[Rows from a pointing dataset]
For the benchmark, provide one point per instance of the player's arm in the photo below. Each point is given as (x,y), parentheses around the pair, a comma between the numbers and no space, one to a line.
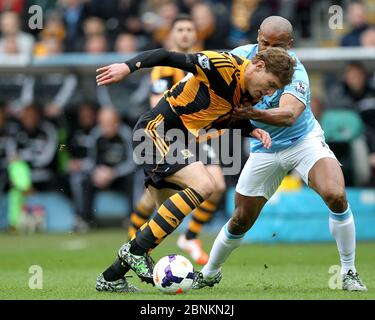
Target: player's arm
(290,108)
(159,57)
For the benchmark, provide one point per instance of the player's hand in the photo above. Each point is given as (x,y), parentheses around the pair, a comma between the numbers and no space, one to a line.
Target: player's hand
(112,73)
(263,136)
(245,112)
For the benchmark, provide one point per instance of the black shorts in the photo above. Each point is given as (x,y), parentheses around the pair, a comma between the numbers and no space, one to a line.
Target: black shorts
(162,145)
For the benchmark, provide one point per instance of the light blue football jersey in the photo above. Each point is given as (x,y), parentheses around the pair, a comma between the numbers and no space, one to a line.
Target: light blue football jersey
(283,137)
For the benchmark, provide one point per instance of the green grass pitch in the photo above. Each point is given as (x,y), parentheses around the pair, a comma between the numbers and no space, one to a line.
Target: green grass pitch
(71,262)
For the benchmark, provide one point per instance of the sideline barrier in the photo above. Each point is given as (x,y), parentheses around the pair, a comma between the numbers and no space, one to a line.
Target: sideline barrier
(302,216)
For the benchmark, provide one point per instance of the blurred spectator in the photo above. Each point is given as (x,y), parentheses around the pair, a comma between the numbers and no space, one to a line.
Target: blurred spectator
(16,89)
(3,147)
(52,91)
(74,13)
(93,26)
(126,43)
(368,38)
(11,30)
(35,142)
(167,12)
(246,18)
(50,38)
(358,20)
(96,44)
(79,143)
(111,157)
(212,32)
(355,93)
(13,5)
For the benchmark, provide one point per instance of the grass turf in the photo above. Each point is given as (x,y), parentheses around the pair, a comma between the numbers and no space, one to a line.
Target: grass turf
(71,263)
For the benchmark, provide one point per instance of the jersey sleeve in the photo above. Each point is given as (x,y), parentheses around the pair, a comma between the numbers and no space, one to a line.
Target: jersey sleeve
(162,57)
(300,86)
(162,78)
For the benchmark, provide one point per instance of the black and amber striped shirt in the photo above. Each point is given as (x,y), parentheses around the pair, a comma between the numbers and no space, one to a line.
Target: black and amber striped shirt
(163,78)
(206,97)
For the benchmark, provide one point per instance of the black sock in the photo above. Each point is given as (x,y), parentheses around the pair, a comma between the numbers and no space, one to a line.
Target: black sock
(115,271)
(136,249)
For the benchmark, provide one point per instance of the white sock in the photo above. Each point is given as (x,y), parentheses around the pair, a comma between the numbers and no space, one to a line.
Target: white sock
(223,246)
(341,226)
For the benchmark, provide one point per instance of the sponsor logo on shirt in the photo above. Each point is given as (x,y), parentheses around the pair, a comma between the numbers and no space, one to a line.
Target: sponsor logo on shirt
(301,88)
(204,62)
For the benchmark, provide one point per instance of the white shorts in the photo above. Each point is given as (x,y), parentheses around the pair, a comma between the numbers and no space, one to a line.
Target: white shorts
(264,172)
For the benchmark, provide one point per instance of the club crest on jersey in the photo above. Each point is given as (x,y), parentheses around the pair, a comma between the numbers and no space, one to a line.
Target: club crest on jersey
(186,153)
(301,87)
(204,62)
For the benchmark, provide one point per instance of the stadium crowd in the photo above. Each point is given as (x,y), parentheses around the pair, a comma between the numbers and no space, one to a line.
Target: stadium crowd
(76,136)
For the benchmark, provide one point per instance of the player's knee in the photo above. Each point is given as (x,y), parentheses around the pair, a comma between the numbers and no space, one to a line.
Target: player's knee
(205,187)
(335,199)
(238,225)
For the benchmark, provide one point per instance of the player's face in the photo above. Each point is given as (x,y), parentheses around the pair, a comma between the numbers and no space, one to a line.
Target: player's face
(262,83)
(267,39)
(184,35)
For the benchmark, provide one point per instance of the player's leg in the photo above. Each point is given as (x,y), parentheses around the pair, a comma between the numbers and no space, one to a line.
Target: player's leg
(327,179)
(141,213)
(259,179)
(196,186)
(200,216)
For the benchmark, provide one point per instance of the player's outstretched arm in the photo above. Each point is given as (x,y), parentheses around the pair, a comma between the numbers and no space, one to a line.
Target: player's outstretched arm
(290,108)
(159,57)
(263,136)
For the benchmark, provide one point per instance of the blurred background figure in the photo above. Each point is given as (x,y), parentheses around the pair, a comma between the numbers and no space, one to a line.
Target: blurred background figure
(17,41)
(126,43)
(212,31)
(358,20)
(80,141)
(368,38)
(35,142)
(111,161)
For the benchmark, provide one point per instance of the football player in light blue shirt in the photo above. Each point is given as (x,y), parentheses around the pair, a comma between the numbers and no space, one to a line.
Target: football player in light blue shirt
(297,143)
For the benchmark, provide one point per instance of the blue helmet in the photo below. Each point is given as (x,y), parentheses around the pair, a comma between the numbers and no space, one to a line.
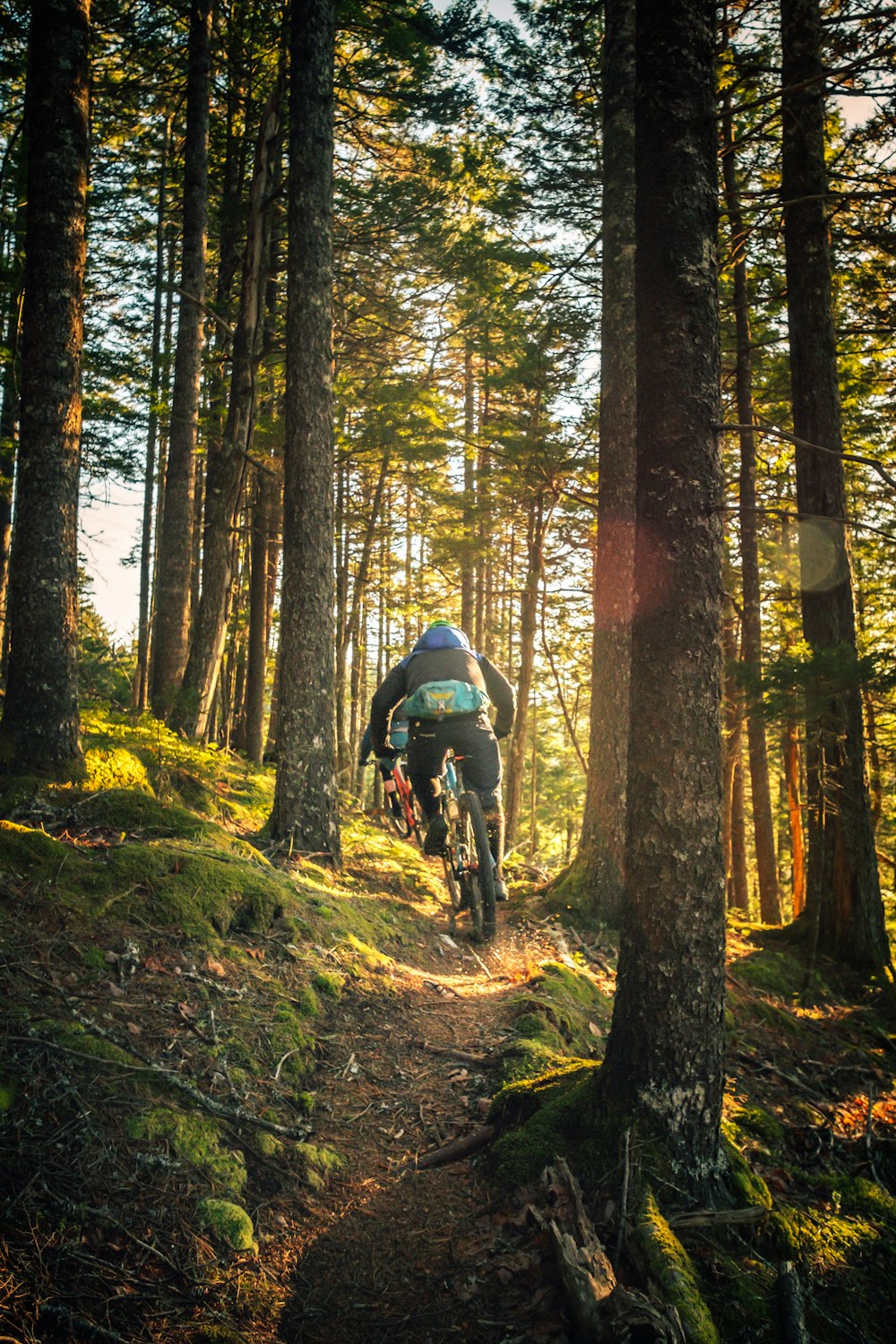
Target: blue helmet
(443,634)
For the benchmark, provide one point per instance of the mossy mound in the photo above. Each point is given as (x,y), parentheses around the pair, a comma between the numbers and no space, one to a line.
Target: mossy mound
(667,1263)
(196,1140)
(552,1116)
(204,892)
(228,1223)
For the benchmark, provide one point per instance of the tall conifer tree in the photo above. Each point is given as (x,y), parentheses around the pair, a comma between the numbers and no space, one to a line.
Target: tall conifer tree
(40,722)
(664,1064)
(306,797)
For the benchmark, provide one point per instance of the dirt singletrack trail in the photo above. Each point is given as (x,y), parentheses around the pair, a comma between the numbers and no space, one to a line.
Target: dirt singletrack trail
(389,1253)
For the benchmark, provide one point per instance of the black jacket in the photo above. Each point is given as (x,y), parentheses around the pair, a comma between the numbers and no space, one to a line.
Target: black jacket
(441,666)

Task to complete | Set down nothing but the lines from the one with "For the benchmark, provide one point per instance of the dirt" through the end of the records, keeping each line exactly as written and including both ends.

Reply |
For the benchmark, provide one point per instance of the dirt singletrack trail in the photo above. Each point is given as (x,y), parentheses around the pair, a comma between the numbers and no space, one to a line.
Target: dirt singletrack trail
(389,1253)
For the benchmark, provide one point per instance of the black jacket in the photo above. Each point is given as (x,y), parentheses around the pair, a comma between the numbers and no space, one to a line.
Target: black jacket
(441,666)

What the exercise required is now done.